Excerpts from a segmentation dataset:
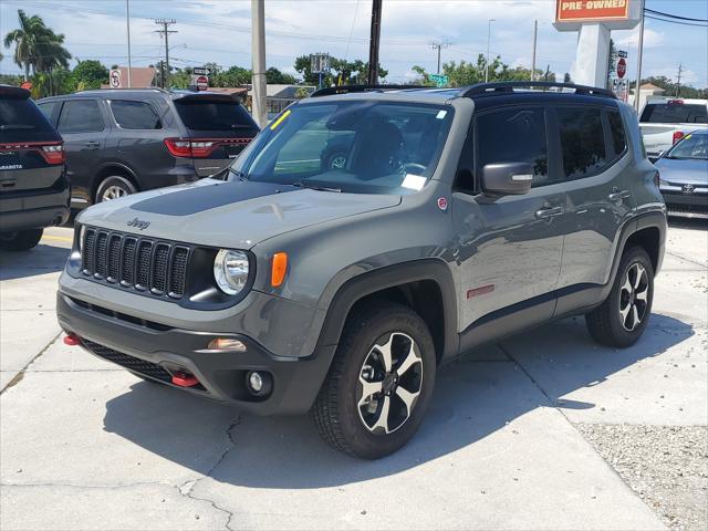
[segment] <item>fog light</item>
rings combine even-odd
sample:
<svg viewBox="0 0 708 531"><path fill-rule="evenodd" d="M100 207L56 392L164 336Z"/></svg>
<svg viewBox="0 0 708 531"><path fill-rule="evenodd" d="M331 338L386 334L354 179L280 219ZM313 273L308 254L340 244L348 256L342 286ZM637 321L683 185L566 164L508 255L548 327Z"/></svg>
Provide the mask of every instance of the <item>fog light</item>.
<svg viewBox="0 0 708 531"><path fill-rule="evenodd" d="M263 389L263 377L258 373L251 373L248 377L248 385L256 393L260 393Z"/></svg>
<svg viewBox="0 0 708 531"><path fill-rule="evenodd" d="M256 396L267 396L273 388L272 377L269 373L249 371L246 373L246 386Z"/></svg>
<svg viewBox="0 0 708 531"><path fill-rule="evenodd" d="M239 340L217 337L211 340L207 348L210 351L246 352L246 345Z"/></svg>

### Instructions to follow
Please rewrite every line of the records above as a numbered list, skipping any blank lines. Leave the pictures out of your answer.

### Worked solution
1. [segment] <item>fog light</item>
2. rings combine even-odd
3. sample:
4. <svg viewBox="0 0 708 531"><path fill-rule="evenodd" d="M100 207L56 392L164 336Z"/></svg>
5. <svg viewBox="0 0 708 531"><path fill-rule="evenodd" d="M331 338L386 334L354 179L280 219ZM313 273L308 254L340 244L348 256L342 286ZM637 321L683 185L566 164L508 255L548 327Z"/></svg>
6. Provide the mask of every instance of the <item>fog light</item>.
7. <svg viewBox="0 0 708 531"><path fill-rule="evenodd" d="M263 389L263 377L258 373L251 373L248 377L248 385L256 393L260 393Z"/></svg>
8. <svg viewBox="0 0 708 531"><path fill-rule="evenodd" d="M256 396L267 396L273 388L272 377L269 373L249 371L246 373L246 386Z"/></svg>
9. <svg viewBox="0 0 708 531"><path fill-rule="evenodd" d="M239 340L217 337L211 340L207 348L210 351L246 352L246 345Z"/></svg>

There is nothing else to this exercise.